Data entries -
= = = = = = =
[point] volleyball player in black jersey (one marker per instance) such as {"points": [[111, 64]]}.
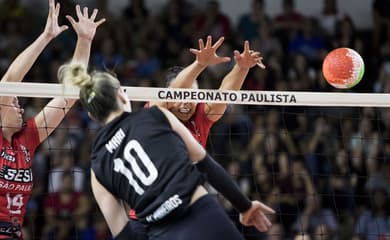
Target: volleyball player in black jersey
{"points": [[145, 160]]}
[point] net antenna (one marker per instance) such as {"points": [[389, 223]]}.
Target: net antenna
{"points": [[49, 90]]}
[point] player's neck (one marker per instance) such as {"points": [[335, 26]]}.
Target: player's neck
{"points": [[113, 115]]}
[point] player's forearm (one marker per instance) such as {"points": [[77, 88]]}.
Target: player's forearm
{"points": [[223, 183], [24, 61], [187, 76], [82, 51], [234, 79]]}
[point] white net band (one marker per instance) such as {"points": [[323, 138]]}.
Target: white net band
{"points": [[46, 90]]}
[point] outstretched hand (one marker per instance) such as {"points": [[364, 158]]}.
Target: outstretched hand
{"points": [[86, 26], [52, 29], [248, 58], [256, 216], [206, 55]]}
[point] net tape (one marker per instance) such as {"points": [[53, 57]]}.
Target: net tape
{"points": [[285, 98]]}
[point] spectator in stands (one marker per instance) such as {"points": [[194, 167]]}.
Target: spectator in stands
= = = = = = =
What this task involves - Transcribe the records word for word and include no pictures.

Answer -
[point] volleyball player in black jersey (one marker per instance) such as {"points": [[111, 64]]}.
Target: volleyball player in black jersey
{"points": [[145, 160]]}
[point] net antenna (one marker per instance) such as {"points": [[389, 223]]}.
Target: net antenna
{"points": [[49, 90]]}
[point] player's neck (one marker per instance) such as {"points": [[335, 26]]}.
Target: player's neck
{"points": [[113, 115]]}
[point] player's forearm (one marker per instance) such as {"points": [[77, 88]]}.
Target: player's forearm
{"points": [[223, 183], [24, 61], [187, 76], [82, 51], [234, 79]]}
[point] white net band (one marker per instance) such as {"points": [[323, 138]]}.
Target: white net band
{"points": [[46, 90]]}
[point] outstretched hand (one marker per instance) such as {"points": [[364, 158]]}.
Target: outstretched hand
{"points": [[86, 26], [52, 29], [248, 58], [256, 216], [206, 55]]}
[point] net tape (one marker per instance) such as {"points": [[53, 57]]}.
Target: net tape
{"points": [[285, 98]]}
[point] spectator in stands (one marker per instance) such as {"points": [[194, 167]]}.
Target: spectator in stands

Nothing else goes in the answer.